WRITTEN EXERCISE 1: Rewrite the entries as a JSON list of strings, one string per line with blank lines left out, covering everything from the first line of the entries down to the line that contains "[580,2,640,409]".

TEXT SECTION:
========================

“You’ve got to be able to ask the tough questions.” – ‘Doc’ Glover
(BALTIMORE – May 13, 2016) – I want to express a word of gratitude for “the heart, nerve and sinew” of Colin Byrd (my mentee at the University of Maryland), Hassan Giordano of www.DMVDaily.com, Rev. C.D. Witherspoon of the Baltimore Chapter of the Southern Christian Leadership Conference, and “The Warrior Lawyer”, Attorney J. Wyndal Gordon, Esquire. These young lions make the community proud.
Special thanks also to Mrs. Sherelle Witherspoon, C.D., Jr., Rhonda Wimbish and to the many supporters both far and wide who have encouraged us even in the slightest way to go out and do a monumental thing: Raise the question!”
The voting irregularities in the April 26th election were massive: Eight missing thumb drives, “Chain of Custody” issues, proper training of election judges, as many as a dozen or so precincts that opened late (4 were Court ordered to stay open later), and precincts without pens. Sheila Dixon supporters are especially concerned as she lost to Pugh – allegedly – by 2,700 votes. However, there are several questions of votes that were not counted, people who were turned away because their name was not on the roll, people given the wrong ballots in the 5th and 6th districts specifically, and a peculiar letter that went out to some ex-offenders who were told that they could not vote – while the Democratic elected officials were touting how ex-felons would be allowed to vote this year. One man, Dwayne Benbow, said that he challenged the letter and was ultimately granted his right to vote.
And, there are reports of a robo-call that stated that Sheila Dixon was ‘fine and that people could stay home and not vote.’ The last person charged in local news for a similar robo-call landed in prison for a stint because the judge wanted to send a clear message … that voter suppression would not be tolerated.

========================

Data lines
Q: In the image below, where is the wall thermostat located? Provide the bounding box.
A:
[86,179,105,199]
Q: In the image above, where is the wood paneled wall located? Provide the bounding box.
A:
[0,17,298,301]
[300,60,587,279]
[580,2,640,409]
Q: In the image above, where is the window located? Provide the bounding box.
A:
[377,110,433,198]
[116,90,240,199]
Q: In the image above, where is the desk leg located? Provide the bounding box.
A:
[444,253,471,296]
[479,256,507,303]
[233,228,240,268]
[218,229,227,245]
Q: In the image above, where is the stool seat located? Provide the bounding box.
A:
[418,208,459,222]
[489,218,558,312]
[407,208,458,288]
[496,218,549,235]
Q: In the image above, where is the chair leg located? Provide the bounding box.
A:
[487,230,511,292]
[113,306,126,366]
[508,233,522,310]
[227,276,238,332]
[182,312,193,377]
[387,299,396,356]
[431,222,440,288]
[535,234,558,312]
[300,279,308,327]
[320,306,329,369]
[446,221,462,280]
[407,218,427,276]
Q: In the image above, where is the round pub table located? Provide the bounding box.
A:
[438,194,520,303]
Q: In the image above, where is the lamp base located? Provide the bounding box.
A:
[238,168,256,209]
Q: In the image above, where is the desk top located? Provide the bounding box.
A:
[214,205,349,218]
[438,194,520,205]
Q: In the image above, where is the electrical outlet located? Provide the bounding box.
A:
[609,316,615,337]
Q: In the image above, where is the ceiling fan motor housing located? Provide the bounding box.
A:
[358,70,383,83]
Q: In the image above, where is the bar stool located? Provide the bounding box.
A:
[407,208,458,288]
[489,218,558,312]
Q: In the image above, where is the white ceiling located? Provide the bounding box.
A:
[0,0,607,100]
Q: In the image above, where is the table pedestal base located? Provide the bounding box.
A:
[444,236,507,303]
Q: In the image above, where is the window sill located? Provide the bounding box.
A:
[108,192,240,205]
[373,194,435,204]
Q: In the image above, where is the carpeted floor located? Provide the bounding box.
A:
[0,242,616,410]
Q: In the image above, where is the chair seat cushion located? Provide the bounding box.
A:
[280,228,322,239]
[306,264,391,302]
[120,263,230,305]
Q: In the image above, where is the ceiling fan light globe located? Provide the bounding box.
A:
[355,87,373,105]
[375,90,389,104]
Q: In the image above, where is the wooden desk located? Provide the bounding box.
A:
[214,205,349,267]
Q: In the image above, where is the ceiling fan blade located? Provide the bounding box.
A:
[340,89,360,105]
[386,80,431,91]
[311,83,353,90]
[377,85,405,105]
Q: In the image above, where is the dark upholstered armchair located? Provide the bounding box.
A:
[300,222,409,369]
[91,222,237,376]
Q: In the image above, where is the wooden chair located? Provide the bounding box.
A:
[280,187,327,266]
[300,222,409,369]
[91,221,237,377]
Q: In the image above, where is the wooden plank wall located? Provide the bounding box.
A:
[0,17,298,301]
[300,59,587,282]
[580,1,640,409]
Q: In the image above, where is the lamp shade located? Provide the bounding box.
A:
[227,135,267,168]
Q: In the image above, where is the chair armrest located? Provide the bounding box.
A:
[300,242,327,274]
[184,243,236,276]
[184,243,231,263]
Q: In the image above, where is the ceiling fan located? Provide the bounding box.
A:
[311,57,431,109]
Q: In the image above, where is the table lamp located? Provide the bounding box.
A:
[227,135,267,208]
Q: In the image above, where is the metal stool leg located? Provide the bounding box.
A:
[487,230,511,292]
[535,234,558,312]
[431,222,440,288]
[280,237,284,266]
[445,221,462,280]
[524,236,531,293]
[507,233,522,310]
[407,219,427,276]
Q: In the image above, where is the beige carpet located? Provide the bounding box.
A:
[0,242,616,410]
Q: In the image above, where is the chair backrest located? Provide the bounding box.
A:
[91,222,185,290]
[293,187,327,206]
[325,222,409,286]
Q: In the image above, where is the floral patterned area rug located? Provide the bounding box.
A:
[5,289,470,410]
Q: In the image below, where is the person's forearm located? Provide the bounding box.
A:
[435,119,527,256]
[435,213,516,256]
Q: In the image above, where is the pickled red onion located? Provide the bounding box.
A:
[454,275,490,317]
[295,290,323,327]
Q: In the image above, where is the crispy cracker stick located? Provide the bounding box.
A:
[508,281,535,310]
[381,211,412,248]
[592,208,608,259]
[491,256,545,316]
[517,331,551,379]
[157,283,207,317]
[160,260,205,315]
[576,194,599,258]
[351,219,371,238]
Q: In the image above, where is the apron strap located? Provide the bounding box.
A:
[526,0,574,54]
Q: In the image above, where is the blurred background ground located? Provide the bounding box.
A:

========================

WRITTEN EXERCISE 2: Extend the piece on voting irregularities in the April 26th election, picking up after its final sentence.

EXERCISE OUTPUT 1:
[
  "Q: In the image below, where is the wall thermostat located? Provide the bounding box.",
  "A:",
  "[86,179,105,199]",
  "Q: In the image above, where is the wood paneled wall located? Provide the bounding box.",
  "A:",
  "[0,17,298,301]",
  "[300,60,587,279]",
  "[580,2,640,409]"
]

EXERCISE OUTPUT 2:
But, knowing these things is not enough. Last week, we, the members of Voters Organized for the Integrity of City Elections (VOICE), held a Town Hall Meeting at the historic Sharon Baptist Church in Sandtown where we collected witness testimony. Attorney Russell Neverdon and Mark Adams assisted J. Wyndal Gordon in pulling together witness statements on their experiences in this election. One witness was a chief election judge (You can’t make this stuff up).
You see, it’s easy to moan and complain. It is easy to whine. But, can we come together and make an intelligent stand? We can get on Facebook, but are we willing to get up off our butts – despite the critics and naysayers – to stand up with the boldness of the ancestors and go out there and do what we know needs to be done?
As my father said to me often over the years, “You’ve got to be able to ask the tough questions.”
Yesterday at 4:30 pm, I had the honor of standing beside these extraordinary gentlemen at the Baltimore City Board of Elections as we addressed the media after learning that the State “de-certified” the results from the Baltimore Primary. We are grateful that the State Board of Elections under the guise of Linda H. Lamone, Esq., the State Administrator of Elections, has heard our query about the sanctity of the vote in the recent Baltimore Primary election.
I am personally proud of the people who dared to have the courage to pose questions of the election process with us last week, like Betsy Gardner, Ertha Harris, and Pam Massey. More than anything, I am especially proud of the teamwork these gladiators demonstrated in the face of adversity and doubt. I am equally excited about the infinite possibilities of what can happen when we put ego to the side and work harmoniously in unison.
Over the past few months, national reporters and editors have dropped a line asking pretty much the same question: What has changed since last year’s riots?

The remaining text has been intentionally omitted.